**YOUR ASSIGNMENT**
Please report each line of the data below that contains "muddy".

**EXERCISE MATERIAL**

= = =

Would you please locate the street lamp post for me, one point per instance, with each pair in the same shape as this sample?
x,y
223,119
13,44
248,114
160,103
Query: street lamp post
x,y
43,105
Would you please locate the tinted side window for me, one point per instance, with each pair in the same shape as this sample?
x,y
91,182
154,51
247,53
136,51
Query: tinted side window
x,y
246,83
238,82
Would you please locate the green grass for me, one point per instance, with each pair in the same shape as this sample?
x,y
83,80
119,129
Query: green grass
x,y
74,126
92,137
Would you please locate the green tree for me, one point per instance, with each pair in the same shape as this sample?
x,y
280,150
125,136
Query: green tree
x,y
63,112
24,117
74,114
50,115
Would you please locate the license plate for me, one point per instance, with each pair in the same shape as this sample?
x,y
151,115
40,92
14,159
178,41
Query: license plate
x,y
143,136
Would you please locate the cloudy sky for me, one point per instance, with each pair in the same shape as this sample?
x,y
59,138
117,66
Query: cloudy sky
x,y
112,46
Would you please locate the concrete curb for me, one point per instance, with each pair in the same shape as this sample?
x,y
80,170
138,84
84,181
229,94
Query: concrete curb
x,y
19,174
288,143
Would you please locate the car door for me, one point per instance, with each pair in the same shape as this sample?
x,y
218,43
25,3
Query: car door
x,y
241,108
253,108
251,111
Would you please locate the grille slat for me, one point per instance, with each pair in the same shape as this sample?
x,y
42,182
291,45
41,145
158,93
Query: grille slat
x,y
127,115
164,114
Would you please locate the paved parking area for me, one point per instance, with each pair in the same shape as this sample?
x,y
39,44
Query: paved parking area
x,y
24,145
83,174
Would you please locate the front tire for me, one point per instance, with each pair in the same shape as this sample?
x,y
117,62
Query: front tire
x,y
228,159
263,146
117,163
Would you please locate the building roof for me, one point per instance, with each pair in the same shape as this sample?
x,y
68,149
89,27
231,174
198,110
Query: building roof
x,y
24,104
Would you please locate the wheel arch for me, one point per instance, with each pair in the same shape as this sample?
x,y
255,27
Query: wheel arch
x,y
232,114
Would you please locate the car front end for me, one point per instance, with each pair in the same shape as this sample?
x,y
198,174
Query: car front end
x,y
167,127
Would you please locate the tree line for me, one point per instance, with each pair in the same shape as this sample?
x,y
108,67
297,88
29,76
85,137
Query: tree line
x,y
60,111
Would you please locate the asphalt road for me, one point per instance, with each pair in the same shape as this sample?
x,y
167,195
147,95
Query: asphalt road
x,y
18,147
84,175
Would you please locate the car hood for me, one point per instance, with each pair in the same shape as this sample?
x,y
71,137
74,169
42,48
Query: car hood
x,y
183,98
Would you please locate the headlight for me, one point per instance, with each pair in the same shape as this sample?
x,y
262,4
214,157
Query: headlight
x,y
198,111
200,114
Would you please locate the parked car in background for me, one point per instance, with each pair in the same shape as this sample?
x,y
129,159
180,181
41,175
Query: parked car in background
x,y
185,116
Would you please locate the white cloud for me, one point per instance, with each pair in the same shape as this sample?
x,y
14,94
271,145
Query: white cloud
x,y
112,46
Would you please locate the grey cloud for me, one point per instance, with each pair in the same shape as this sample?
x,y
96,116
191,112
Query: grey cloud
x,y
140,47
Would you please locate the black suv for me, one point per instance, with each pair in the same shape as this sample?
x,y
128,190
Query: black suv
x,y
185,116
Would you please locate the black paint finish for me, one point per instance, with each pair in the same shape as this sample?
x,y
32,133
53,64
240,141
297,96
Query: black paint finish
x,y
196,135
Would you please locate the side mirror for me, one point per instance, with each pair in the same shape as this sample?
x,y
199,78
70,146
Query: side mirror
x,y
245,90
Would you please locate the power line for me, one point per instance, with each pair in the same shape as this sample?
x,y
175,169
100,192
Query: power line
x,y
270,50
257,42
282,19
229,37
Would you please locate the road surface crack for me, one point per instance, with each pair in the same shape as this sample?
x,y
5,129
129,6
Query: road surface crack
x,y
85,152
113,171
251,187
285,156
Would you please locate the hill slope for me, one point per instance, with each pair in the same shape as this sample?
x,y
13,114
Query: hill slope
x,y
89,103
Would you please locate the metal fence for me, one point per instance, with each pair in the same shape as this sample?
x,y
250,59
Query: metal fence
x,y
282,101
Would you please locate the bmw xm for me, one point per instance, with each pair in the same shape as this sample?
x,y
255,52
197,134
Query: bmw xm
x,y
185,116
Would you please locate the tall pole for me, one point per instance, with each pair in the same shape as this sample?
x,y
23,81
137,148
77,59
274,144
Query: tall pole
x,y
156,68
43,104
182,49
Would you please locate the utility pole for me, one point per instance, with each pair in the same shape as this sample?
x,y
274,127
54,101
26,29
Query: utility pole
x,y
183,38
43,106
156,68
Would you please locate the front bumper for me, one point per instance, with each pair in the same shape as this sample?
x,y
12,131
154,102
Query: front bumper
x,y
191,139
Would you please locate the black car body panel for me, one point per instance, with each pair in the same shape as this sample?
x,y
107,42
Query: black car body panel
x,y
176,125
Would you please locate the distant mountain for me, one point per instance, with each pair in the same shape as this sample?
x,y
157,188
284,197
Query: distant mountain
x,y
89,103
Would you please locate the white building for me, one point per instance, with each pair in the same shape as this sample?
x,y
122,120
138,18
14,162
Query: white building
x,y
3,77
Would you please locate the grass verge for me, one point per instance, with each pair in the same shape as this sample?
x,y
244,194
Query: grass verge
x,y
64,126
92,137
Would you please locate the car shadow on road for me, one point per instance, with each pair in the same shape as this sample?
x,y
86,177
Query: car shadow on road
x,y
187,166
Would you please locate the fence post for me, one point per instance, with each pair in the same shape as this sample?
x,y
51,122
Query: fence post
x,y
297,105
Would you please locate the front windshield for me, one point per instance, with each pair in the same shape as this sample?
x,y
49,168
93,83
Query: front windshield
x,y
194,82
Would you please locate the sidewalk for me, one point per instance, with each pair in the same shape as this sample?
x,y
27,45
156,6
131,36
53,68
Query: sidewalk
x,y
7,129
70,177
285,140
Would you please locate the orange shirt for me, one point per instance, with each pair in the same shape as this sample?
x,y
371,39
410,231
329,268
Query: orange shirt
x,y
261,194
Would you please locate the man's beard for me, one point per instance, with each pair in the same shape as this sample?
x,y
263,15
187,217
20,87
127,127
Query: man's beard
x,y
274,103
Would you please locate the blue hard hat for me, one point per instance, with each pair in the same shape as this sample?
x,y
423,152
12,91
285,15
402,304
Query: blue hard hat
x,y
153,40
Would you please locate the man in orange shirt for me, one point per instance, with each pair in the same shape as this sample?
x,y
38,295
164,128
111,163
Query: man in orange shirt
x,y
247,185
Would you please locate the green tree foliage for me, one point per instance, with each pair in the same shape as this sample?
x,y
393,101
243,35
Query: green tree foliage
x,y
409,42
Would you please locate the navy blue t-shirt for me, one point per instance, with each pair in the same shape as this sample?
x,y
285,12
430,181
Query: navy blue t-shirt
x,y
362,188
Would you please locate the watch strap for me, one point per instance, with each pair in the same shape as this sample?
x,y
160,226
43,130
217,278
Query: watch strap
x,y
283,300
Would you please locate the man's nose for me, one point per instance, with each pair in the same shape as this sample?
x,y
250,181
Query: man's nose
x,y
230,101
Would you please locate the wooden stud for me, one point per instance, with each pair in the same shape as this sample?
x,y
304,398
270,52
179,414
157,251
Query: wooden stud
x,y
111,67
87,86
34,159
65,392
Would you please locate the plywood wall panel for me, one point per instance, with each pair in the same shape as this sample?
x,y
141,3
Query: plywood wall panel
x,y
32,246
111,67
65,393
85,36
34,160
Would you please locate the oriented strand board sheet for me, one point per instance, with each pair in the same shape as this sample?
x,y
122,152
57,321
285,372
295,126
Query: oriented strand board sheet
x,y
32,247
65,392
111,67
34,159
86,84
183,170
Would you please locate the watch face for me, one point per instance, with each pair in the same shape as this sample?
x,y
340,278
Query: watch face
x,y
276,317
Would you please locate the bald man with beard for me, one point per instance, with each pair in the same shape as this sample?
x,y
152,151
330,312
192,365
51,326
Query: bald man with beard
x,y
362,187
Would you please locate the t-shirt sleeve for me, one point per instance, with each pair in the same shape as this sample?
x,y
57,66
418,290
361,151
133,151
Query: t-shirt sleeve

= = =

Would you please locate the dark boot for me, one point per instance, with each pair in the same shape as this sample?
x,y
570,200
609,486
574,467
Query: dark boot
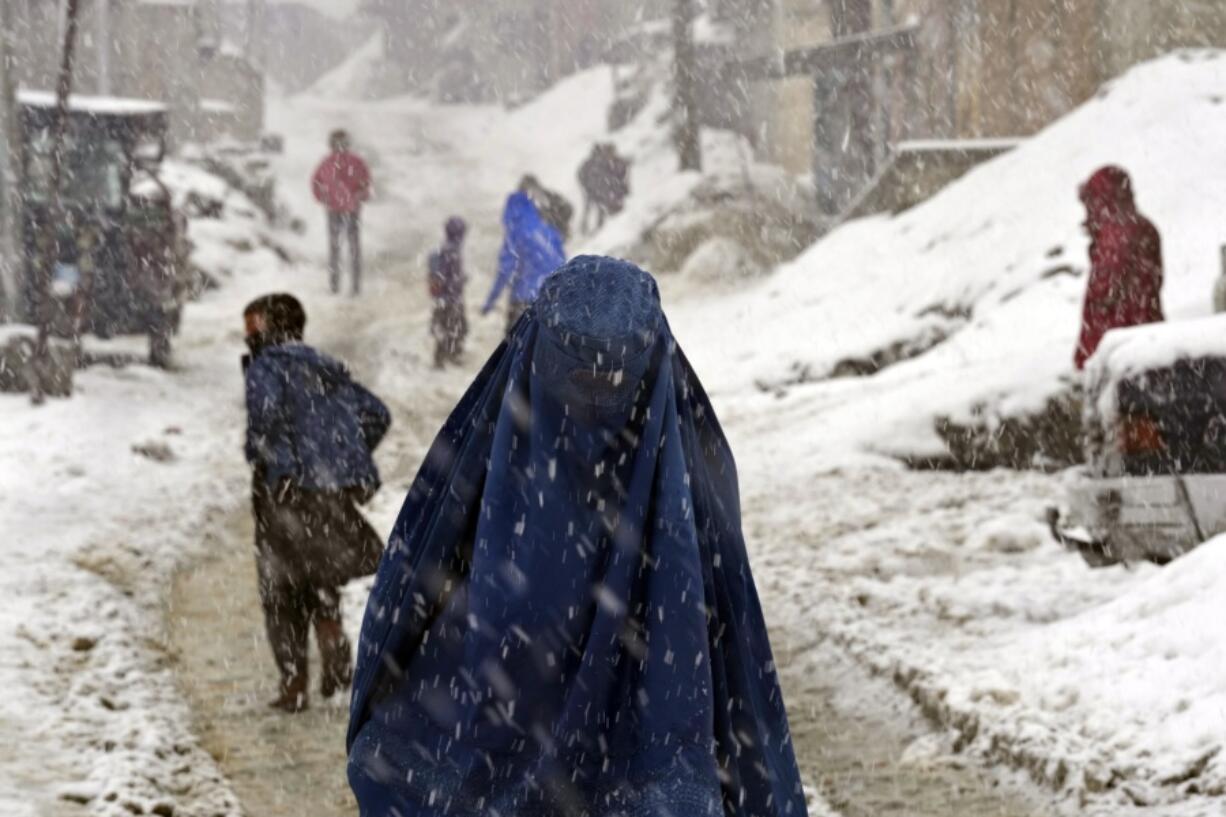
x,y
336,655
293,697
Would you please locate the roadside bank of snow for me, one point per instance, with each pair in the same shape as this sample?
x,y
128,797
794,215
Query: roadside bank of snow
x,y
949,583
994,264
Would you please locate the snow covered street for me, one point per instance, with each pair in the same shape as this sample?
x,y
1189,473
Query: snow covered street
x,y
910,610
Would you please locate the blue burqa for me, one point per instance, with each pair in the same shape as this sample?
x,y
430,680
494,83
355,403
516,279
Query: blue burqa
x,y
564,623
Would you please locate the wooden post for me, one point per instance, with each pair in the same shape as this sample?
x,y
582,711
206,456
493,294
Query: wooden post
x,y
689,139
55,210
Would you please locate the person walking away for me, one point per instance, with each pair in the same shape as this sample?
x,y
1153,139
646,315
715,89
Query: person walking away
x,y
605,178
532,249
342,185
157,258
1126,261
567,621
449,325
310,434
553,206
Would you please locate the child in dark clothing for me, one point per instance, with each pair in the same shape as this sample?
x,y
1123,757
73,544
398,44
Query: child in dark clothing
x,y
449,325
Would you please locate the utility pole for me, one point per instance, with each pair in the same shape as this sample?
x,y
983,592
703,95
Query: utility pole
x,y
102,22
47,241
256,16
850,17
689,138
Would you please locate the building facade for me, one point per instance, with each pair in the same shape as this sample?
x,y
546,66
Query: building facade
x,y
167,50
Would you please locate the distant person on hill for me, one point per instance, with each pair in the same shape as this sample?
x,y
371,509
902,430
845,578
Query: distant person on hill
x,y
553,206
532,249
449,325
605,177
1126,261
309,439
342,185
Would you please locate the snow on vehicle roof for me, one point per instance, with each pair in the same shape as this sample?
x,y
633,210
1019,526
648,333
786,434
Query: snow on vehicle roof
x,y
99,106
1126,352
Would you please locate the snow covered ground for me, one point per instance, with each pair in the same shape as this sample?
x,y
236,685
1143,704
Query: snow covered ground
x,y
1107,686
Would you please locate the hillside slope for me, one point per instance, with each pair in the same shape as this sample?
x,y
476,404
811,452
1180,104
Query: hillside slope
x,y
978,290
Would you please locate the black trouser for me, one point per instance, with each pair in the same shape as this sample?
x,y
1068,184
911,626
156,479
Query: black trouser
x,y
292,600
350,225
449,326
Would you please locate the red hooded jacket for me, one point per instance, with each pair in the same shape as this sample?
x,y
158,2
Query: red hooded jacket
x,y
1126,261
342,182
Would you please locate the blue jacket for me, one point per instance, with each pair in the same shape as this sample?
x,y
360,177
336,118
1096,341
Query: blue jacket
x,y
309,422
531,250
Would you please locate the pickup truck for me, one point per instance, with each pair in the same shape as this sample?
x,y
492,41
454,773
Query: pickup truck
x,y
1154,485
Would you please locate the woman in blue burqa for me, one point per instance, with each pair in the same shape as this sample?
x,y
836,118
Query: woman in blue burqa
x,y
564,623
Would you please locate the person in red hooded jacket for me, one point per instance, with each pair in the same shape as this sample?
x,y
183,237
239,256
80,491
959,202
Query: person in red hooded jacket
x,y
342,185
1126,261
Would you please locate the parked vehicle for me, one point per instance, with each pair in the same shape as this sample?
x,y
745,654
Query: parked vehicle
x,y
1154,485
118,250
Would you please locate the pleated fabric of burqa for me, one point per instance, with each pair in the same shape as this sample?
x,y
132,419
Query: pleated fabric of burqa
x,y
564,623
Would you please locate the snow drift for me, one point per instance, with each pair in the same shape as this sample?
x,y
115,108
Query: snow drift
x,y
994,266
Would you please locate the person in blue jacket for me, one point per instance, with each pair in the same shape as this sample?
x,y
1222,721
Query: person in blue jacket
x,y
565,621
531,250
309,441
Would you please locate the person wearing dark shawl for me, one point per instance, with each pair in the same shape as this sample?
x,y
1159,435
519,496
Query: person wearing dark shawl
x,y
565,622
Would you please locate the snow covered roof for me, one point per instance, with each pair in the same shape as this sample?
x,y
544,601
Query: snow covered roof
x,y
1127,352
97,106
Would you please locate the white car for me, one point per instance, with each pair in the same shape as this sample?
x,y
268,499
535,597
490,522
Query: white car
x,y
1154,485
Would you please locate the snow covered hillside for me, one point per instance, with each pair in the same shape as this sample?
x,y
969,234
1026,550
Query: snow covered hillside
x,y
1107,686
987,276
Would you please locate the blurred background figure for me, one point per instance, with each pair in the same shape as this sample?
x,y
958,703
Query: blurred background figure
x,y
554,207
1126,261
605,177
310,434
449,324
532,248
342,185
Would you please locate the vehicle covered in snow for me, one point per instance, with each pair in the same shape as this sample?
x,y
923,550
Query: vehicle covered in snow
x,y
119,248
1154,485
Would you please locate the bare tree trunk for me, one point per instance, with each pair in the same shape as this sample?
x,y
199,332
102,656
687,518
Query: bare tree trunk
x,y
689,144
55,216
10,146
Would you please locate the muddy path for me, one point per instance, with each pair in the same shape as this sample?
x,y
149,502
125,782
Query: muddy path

= = =

**COMPLETED EXERCISE**
Would you please locate the muddy path for me, one point per instance, with each pair in the same shape as this sample?
Query: muddy path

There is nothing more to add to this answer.